● Texto proporcionado:
# # # #

Juan 18,1-19,42
Mateo y Lucas recogen una antigua tradición sobre Jesús, hacia el final de su vida pública, con alguna ligera variante. En Lucas, a Jesús le preguntan los fariseos cuándo llegará el reino de Dios. Jesús responde que el reino de Dios no llegará de forma espectacular, pero sí intempestivamente; advierte de falsas señales, y sus discípulos le preguntan dónde sucederá esto; es interesante notar que no le preguntan cuándo, no le pueden preguntar cuándo porque Jesús ya les ha dicho que el Reino de Dios ya está entre ellos, entre nosotros. Les responde Jesús: "Donde esté el cadáver, ahí se juntarán los buitres." En Mateo, la pregunta original a Jesús es cuándo ocurrirá el fin del mundo y cuál será la señal de su venida. Jesús advierte que vendrán falsos mesías, pero, igual que en la versión de Lucas, también afirma: "Donde esté el cadáver, ahí se juntarán los buitres."
La llegada del Reino de Dios y el fin del mundo son la misma realidad y están aconteciendo simultáneamente. La señal es el cadáver. El relato de la Pasión de Juan nos invita a contemplar al que traspasaron. El cadáver traspasado, el Cuerpo destrozado, el Pan partido de Jesús en la cruz, es la señal del fin del mundo y del Reino de Dios. La historia alcanzó su sentido y el Reino comenzó en plenitud en el cuerpo sin vida clavado en el madero de la cruz. Estamos invitados a descubrir detrás del brutal asesinato de un hombre bueno, el amor generoso de Dios hasta el extremo de ponerse en las manos de los suyos y en las manos de sus asesinos. "Nadie me quita la vida", dijo Jesús la noche previa, "la doy porque yo quiero".

# # # #

● Material mostrado:
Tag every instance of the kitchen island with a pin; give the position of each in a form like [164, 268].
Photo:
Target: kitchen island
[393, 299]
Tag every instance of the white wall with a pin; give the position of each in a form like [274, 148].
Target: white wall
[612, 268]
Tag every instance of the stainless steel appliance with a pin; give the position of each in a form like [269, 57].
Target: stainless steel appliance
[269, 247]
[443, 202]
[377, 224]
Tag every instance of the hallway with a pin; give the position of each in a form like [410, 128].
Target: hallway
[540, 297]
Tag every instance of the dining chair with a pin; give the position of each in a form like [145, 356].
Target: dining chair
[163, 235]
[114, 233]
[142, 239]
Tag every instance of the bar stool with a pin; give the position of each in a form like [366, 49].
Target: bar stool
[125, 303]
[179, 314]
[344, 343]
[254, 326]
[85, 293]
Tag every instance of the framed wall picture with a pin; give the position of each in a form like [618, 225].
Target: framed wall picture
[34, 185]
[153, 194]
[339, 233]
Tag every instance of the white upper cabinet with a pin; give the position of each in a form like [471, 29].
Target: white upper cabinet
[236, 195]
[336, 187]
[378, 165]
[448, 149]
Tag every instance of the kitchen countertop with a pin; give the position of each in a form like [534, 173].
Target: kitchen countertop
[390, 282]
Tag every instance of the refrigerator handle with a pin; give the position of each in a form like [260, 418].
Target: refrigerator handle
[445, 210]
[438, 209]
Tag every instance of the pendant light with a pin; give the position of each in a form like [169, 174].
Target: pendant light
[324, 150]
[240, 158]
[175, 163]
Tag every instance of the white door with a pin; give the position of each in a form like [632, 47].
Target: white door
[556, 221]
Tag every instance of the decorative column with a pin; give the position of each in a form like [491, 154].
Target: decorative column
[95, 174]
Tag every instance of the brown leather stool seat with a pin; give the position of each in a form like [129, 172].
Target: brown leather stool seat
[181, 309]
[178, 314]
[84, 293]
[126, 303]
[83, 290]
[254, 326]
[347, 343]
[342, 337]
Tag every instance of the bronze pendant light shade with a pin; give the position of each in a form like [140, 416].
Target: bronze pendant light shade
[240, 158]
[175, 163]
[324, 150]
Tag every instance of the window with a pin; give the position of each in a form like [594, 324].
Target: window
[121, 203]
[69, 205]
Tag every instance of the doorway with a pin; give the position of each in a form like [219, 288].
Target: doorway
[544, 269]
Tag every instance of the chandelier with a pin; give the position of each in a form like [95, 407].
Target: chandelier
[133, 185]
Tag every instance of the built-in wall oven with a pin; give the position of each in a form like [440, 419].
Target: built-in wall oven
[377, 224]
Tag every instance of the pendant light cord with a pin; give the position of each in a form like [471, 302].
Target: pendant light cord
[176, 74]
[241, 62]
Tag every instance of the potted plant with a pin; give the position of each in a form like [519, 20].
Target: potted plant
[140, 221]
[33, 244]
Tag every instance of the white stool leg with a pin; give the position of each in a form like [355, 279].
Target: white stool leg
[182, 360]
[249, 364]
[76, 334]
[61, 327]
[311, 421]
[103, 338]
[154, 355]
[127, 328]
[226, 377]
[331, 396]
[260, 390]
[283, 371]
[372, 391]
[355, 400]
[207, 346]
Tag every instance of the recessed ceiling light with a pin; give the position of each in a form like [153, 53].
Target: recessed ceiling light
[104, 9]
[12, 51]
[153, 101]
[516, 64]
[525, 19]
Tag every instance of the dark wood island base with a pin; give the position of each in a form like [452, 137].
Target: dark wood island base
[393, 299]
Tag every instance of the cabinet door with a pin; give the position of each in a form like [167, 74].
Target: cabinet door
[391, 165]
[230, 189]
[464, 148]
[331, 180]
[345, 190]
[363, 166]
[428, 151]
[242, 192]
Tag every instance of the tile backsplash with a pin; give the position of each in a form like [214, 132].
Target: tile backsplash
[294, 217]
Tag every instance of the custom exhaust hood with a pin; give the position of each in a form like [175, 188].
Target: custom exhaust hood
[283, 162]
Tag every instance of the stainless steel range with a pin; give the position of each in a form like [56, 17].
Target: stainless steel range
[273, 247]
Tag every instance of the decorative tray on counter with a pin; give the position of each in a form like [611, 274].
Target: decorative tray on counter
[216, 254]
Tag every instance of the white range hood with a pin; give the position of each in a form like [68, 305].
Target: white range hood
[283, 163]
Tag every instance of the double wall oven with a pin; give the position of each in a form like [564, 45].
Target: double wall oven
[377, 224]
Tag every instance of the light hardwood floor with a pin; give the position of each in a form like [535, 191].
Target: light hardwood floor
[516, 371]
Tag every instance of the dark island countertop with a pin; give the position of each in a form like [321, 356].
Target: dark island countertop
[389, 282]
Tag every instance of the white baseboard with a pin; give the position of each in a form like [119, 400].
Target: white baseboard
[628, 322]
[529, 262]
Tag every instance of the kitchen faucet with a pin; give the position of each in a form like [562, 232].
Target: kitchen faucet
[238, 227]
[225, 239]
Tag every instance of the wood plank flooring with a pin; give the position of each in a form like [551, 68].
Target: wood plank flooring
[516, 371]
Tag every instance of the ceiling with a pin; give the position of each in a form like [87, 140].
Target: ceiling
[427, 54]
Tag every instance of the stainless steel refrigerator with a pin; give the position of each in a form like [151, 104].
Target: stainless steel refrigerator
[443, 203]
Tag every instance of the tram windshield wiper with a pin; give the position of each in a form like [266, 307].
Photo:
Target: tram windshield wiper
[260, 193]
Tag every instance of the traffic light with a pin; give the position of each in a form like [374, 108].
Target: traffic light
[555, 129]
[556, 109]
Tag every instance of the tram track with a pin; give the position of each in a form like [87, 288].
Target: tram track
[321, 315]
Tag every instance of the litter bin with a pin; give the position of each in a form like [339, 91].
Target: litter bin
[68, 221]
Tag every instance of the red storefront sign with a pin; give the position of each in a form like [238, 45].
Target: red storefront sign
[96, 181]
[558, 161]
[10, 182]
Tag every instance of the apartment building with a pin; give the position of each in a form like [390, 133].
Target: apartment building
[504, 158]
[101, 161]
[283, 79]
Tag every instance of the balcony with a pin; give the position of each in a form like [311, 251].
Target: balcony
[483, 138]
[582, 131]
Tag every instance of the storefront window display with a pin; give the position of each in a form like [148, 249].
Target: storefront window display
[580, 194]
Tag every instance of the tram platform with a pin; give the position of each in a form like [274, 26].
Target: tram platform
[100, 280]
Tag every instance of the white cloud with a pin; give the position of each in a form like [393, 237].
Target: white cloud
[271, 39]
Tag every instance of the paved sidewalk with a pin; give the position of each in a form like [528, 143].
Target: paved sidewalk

# # # #

● Tarea propuesta: Resume en dos oraciones el texto sobre la Pasión. El listado no es necesario.

● Resultado: Mateo y Lucas recogen una tradición en la que Jesús, preguntado por la llegada del Reino de Dios o por el fin del mundo, advierte de falsas señales o falsos mesías y responde: "Donde esté el cadáver, ahí se juntarán los buitres". El texto afirma que el Reino de Dios y el fin del mundo son la misma realidad y que su señal es el cadáver traspasado de Jesús en la cruz, detrás de cuyo asesinato se invita a descubrir el amor generoso de Dios hasta el extremo.